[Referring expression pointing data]
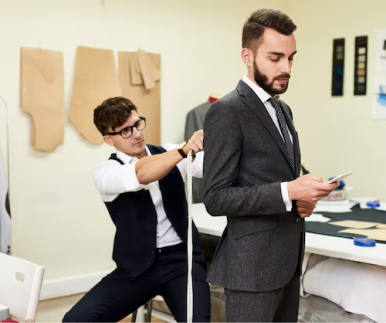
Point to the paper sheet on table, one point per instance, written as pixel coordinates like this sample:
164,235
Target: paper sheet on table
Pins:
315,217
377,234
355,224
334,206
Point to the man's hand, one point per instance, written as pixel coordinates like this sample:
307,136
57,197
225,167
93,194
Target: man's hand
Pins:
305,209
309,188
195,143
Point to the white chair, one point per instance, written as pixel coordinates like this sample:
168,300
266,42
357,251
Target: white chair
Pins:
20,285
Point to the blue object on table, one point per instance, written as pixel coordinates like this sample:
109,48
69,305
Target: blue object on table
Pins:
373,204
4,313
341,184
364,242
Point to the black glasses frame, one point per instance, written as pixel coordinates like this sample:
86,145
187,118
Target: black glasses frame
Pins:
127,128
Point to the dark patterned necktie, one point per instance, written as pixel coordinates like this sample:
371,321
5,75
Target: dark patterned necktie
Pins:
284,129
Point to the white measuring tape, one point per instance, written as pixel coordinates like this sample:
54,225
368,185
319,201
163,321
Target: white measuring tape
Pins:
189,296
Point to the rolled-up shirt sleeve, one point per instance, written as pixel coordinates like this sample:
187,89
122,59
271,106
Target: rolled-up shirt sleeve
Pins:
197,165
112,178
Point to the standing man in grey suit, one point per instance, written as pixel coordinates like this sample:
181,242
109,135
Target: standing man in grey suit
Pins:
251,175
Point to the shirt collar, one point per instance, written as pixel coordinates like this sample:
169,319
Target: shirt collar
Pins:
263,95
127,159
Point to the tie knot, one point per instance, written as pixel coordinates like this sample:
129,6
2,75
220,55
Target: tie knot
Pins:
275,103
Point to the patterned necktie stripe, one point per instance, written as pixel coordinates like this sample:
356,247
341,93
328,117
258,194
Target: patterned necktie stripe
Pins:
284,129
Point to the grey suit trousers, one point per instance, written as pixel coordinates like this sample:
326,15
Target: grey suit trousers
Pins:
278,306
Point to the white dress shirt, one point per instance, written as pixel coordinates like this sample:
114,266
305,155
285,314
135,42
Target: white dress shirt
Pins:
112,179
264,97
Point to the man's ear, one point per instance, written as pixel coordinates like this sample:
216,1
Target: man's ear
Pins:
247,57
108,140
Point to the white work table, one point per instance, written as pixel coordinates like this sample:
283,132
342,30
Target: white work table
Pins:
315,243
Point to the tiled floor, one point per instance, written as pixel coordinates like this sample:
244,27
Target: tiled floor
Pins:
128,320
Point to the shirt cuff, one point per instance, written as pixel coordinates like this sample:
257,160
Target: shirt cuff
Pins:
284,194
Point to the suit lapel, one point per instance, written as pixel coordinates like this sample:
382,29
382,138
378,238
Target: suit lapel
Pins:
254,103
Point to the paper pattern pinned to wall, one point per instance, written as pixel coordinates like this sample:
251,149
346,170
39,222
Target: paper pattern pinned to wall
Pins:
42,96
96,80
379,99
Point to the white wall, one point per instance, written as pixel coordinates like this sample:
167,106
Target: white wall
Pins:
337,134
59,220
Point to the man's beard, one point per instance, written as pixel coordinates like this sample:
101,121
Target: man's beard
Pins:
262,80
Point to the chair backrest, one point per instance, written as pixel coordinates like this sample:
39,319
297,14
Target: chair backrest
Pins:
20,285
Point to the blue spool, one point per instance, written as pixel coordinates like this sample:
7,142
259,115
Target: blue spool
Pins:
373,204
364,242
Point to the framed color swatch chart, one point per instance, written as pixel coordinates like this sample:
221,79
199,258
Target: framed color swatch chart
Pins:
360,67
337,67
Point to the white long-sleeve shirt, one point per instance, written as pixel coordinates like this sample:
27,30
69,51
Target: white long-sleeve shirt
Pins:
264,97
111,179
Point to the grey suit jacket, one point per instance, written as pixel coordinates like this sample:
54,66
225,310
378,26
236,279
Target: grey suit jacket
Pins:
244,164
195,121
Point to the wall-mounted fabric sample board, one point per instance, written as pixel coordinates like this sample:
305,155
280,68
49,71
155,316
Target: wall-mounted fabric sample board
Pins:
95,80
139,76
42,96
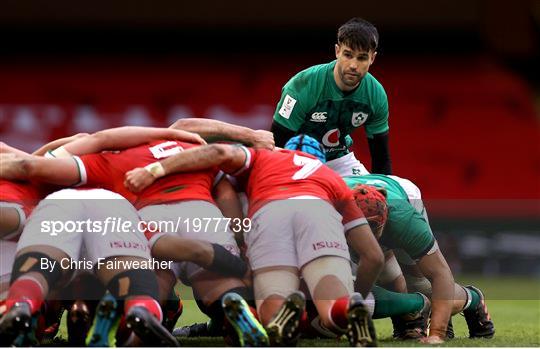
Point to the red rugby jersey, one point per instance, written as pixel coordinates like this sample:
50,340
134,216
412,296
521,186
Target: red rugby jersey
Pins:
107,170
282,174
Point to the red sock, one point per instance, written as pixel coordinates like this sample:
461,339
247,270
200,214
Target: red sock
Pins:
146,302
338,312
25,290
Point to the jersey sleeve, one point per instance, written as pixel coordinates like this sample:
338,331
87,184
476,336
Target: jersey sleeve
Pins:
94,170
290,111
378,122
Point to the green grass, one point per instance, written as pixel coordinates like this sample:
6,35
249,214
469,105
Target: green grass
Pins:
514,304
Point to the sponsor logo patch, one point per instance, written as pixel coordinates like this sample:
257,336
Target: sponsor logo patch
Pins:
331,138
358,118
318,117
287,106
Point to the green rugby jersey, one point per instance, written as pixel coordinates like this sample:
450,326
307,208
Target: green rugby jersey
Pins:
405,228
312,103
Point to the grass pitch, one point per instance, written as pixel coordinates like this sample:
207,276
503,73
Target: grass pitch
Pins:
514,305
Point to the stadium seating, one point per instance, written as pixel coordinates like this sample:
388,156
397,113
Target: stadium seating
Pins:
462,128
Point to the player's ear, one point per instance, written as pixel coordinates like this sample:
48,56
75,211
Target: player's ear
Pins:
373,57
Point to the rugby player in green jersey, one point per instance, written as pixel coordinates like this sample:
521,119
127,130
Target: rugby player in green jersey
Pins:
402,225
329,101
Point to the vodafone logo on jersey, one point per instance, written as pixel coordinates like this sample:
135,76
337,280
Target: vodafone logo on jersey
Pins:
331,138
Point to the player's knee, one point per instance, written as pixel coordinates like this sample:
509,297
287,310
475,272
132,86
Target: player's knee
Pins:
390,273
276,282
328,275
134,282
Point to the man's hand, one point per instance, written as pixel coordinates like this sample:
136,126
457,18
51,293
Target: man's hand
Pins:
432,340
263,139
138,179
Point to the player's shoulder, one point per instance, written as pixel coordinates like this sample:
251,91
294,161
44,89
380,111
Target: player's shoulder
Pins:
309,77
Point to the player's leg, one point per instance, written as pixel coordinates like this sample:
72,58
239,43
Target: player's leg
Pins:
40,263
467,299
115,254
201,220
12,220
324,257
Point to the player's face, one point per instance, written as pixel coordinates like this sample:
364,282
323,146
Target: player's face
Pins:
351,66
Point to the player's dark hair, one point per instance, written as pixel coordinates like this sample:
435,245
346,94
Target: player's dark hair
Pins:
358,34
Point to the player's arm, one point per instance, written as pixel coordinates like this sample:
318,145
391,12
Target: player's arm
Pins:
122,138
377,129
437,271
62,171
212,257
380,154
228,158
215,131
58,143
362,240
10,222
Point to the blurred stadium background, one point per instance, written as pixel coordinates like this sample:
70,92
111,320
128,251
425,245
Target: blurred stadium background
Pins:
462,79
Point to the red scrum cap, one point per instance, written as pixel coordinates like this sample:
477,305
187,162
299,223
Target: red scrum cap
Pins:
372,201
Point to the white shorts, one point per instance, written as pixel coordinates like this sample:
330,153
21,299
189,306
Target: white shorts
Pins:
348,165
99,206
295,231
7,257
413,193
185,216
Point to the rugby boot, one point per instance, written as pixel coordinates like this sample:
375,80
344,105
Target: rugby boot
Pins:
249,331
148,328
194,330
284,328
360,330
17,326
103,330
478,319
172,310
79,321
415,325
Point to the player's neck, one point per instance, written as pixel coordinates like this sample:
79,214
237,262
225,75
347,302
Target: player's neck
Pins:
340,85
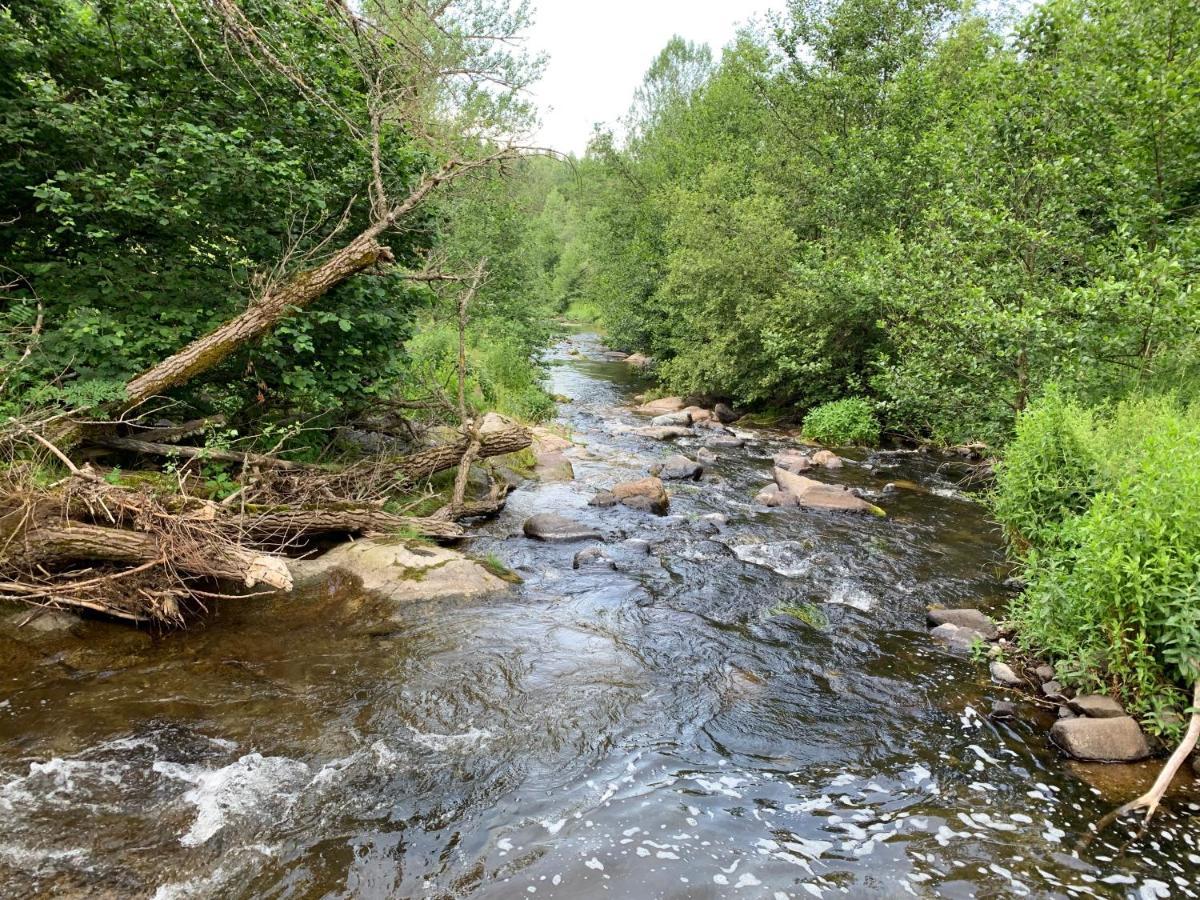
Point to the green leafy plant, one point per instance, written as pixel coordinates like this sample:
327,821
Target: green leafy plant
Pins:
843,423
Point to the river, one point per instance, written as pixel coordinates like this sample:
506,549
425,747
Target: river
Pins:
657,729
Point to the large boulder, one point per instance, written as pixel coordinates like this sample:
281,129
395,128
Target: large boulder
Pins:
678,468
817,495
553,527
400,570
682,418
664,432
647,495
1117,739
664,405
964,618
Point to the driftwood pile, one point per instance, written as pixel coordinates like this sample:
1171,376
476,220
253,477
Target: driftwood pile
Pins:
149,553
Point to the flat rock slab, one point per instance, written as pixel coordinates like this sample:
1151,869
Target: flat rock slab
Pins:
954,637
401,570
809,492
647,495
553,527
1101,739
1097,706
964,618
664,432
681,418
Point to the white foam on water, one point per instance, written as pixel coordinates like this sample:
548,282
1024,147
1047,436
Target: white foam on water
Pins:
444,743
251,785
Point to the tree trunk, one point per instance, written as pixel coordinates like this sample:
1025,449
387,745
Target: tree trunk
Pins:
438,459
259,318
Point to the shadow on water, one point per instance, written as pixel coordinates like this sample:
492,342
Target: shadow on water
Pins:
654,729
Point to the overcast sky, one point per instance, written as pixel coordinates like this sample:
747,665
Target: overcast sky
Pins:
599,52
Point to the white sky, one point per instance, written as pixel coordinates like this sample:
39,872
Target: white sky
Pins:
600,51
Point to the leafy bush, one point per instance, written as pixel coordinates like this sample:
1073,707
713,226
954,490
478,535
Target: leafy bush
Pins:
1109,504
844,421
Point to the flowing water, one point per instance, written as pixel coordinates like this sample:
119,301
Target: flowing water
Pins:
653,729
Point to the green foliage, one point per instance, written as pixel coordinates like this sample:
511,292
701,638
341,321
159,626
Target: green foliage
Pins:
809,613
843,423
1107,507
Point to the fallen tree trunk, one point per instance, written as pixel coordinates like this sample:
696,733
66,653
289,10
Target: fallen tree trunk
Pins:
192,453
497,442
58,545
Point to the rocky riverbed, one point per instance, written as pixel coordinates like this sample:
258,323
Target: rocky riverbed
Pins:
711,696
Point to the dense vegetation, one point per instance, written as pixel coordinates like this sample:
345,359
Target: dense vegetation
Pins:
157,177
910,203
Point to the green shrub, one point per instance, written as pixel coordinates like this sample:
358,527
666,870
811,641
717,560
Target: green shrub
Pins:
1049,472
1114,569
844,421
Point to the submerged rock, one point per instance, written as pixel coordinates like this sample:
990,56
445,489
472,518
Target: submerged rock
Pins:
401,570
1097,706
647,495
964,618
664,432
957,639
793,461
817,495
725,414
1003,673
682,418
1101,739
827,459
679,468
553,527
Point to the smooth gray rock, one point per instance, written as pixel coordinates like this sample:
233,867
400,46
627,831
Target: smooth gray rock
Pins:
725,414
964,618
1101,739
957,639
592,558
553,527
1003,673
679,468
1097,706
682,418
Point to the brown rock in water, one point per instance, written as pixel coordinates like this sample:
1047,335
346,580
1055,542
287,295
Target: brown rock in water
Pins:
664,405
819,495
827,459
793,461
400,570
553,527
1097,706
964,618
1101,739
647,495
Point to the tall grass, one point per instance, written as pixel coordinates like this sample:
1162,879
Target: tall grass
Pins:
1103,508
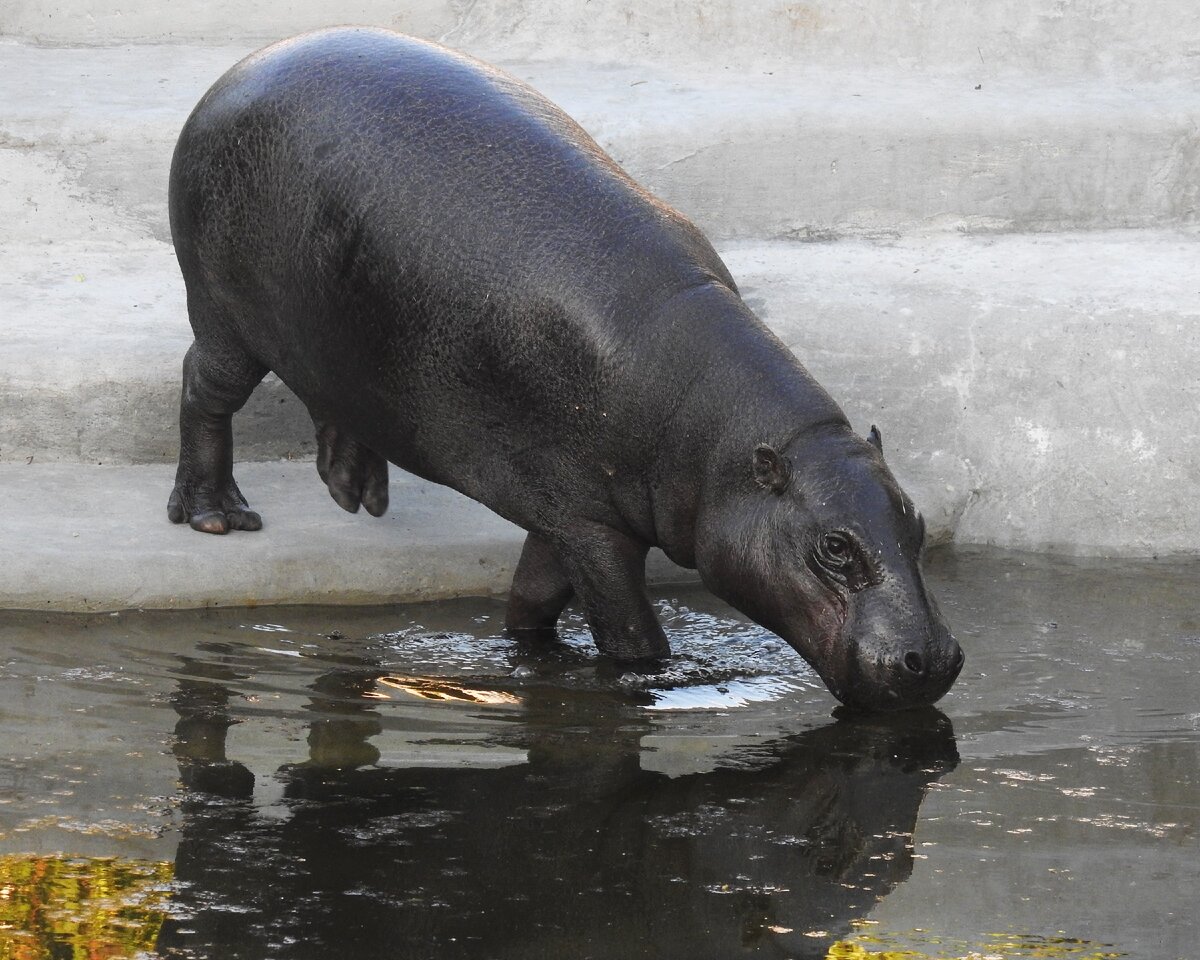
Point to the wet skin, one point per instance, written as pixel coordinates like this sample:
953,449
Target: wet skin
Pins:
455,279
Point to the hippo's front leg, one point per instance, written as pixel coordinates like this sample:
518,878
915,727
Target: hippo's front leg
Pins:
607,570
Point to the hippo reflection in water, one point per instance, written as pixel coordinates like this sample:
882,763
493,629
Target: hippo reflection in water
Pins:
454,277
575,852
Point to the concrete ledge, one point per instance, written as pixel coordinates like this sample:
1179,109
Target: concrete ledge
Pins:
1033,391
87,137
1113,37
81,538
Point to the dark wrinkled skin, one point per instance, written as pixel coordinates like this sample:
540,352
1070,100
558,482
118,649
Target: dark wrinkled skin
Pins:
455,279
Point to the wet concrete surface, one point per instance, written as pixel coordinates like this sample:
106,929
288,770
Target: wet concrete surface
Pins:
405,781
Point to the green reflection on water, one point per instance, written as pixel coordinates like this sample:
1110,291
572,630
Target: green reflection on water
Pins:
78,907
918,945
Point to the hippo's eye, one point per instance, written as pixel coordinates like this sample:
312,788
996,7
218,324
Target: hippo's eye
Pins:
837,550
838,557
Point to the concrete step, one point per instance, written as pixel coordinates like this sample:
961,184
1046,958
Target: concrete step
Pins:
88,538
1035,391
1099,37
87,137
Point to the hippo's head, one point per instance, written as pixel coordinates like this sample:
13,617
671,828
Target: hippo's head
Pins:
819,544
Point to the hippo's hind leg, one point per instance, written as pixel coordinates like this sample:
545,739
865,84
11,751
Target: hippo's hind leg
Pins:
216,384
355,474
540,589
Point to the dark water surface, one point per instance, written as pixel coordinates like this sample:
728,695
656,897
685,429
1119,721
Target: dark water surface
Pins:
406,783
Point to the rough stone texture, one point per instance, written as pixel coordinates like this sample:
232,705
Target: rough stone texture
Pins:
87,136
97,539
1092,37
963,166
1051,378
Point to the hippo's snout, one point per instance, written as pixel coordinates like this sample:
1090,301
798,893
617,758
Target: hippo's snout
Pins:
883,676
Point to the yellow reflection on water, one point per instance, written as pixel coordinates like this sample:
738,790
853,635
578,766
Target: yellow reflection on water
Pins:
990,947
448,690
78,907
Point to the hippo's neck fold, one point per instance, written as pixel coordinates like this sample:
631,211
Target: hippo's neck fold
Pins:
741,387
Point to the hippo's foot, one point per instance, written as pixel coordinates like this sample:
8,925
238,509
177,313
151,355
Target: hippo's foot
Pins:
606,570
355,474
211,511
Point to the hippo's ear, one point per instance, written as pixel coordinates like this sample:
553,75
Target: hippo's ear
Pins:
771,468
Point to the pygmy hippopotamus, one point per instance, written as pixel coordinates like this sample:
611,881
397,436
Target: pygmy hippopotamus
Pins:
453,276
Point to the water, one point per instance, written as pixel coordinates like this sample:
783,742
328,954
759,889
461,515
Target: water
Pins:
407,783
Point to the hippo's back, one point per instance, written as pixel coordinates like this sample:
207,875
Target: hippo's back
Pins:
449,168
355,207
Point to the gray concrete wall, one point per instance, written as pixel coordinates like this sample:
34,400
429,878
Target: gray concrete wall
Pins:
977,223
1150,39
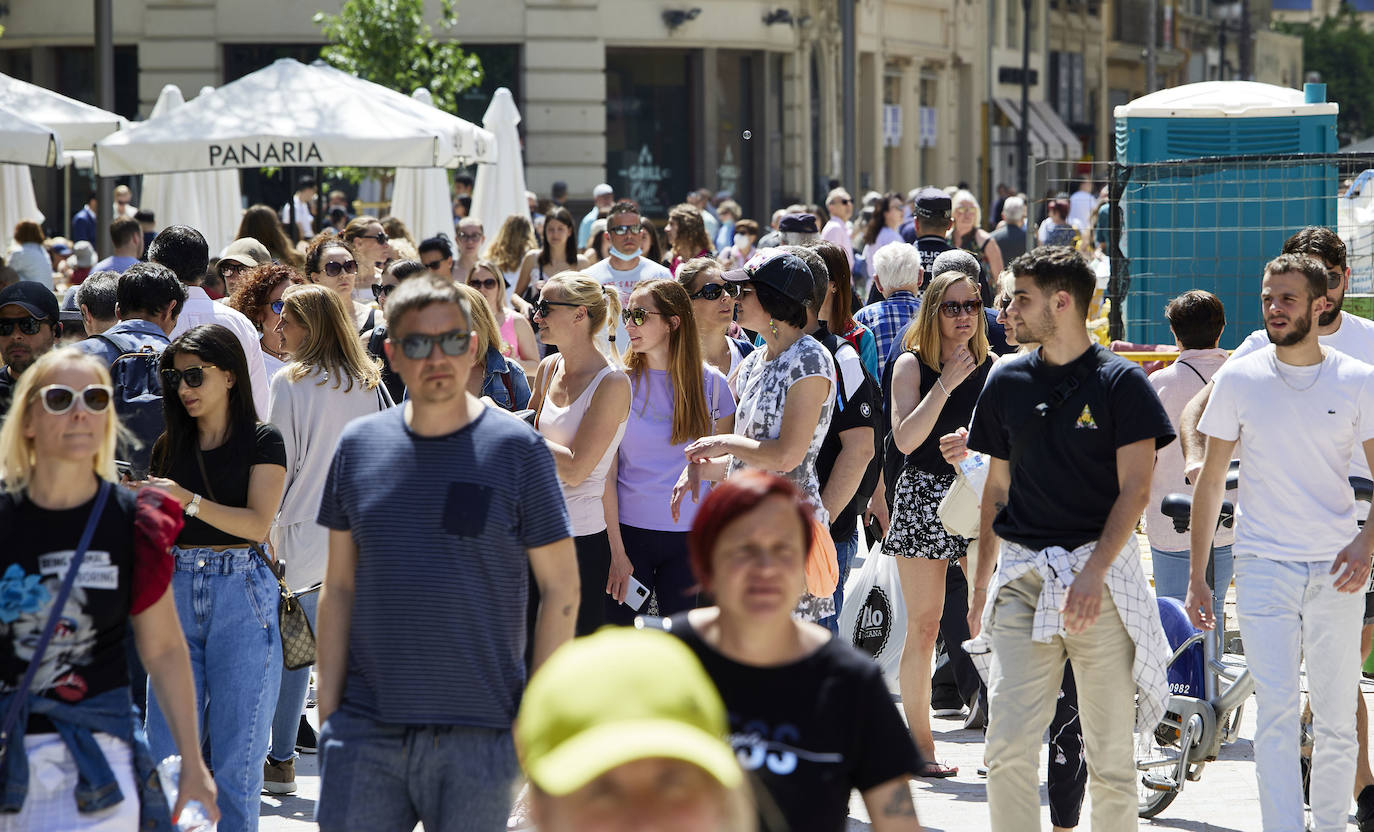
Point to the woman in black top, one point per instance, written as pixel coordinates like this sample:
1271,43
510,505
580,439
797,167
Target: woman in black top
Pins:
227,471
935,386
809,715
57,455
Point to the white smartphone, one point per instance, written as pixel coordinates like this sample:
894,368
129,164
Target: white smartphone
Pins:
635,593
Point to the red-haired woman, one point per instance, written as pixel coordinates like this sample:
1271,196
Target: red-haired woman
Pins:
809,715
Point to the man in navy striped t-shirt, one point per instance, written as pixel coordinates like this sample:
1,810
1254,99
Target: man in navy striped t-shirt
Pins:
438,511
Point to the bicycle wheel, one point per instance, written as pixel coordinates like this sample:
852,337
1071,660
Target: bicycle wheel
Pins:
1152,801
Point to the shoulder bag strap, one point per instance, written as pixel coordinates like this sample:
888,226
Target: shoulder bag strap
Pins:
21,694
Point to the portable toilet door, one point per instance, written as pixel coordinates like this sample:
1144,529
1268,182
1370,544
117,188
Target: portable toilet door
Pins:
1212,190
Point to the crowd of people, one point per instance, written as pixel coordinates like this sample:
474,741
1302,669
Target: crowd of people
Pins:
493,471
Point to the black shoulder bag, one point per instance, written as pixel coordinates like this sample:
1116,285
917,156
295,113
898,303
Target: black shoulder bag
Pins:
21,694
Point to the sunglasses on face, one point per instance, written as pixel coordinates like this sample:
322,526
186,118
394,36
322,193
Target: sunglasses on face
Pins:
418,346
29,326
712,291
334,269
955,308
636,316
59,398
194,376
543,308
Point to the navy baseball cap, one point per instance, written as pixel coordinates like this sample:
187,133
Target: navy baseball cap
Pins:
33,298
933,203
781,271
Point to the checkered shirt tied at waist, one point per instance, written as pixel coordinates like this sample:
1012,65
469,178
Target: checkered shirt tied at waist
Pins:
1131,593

## Work item
From the data above, copy each line that holds "rolled".

## Expected output
Point to the rolled-up shirt sleeve, one point per instance, written as pixel coordinates like this sample:
Target: rolled-up shirt sleeve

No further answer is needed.